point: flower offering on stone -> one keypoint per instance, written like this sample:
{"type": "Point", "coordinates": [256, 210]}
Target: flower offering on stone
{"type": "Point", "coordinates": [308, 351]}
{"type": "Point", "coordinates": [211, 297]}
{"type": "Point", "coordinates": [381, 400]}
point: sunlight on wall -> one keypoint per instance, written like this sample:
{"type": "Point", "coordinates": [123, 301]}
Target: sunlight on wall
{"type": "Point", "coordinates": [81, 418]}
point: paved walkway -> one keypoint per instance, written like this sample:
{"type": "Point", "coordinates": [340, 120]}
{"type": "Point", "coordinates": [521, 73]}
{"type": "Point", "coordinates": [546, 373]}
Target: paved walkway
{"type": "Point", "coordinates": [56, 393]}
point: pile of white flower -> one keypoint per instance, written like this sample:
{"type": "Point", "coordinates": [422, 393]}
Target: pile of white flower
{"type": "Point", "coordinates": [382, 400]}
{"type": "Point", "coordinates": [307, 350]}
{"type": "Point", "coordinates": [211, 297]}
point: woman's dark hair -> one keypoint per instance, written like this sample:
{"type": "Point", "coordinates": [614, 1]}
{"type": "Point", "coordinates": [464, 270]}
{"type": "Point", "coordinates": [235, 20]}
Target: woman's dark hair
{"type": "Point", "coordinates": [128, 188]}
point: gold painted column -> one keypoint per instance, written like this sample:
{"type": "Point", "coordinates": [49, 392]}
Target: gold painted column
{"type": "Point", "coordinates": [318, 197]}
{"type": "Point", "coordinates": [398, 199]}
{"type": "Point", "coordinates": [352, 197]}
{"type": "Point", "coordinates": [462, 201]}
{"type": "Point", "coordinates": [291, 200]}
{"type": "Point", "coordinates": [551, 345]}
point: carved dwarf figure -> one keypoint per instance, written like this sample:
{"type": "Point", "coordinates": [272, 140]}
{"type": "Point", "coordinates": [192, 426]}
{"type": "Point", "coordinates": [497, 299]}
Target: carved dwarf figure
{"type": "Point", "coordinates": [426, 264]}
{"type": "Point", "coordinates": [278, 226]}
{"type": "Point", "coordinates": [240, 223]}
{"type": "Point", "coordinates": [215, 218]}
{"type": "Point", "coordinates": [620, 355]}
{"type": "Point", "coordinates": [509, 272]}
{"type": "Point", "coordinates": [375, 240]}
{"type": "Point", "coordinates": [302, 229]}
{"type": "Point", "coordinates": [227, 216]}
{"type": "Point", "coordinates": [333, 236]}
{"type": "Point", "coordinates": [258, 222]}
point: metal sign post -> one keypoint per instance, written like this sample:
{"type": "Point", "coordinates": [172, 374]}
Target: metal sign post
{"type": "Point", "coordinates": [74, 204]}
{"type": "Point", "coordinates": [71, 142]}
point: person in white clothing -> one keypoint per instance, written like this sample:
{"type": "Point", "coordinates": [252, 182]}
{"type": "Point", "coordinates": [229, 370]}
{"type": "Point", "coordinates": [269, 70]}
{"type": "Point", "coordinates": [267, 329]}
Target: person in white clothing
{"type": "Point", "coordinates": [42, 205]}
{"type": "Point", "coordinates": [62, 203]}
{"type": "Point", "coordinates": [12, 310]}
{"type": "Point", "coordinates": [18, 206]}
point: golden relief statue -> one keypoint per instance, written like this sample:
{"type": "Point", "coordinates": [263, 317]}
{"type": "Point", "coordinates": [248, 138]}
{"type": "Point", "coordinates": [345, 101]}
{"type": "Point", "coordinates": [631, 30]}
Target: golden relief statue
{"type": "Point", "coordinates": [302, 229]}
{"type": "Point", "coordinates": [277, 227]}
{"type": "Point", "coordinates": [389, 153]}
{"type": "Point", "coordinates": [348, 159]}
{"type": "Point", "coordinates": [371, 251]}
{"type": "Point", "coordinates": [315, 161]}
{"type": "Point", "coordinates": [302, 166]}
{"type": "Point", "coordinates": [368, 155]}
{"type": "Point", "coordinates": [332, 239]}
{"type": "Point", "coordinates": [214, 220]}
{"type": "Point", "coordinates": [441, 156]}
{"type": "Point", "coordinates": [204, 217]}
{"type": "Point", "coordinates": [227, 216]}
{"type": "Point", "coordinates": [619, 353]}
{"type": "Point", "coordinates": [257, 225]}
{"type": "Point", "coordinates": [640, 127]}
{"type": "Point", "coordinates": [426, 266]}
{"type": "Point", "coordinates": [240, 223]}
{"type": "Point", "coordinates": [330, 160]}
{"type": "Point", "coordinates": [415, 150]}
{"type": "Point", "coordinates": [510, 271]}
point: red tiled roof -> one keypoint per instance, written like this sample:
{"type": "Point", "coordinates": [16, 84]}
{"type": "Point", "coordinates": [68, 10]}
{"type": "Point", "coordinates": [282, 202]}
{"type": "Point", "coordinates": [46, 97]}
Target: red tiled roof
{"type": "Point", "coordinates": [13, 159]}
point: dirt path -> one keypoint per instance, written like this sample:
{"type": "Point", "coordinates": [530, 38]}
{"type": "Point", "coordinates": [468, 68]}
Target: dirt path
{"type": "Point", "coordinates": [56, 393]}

•••••

> **PROBLEM TO WORK ON**
Copy out exactly the lines between the line with "point: red tiled" and the last line of the entries, counting both of those lines.

> **CORRECT OUTPUT**
point: red tiled roof -> one keypoint per instance, written like this sample:
{"type": "Point", "coordinates": [16, 84]}
{"type": "Point", "coordinates": [68, 10]}
{"type": "Point", "coordinates": [282, 202]}
{"type": "Point", "coordinates": [46, 97]}
Target: red tiled roof
{"type": "Point", "coordinates": [13, 159]}
point: dirt path -> one keypoint per instance, written like this sample:
{"type": "Point", "coordinates": [530, 38]}
{"type": "Point", "coordinates": [468, 68]}
Target: dirt path
{"type": "Point", "coordinates": [56, 393]}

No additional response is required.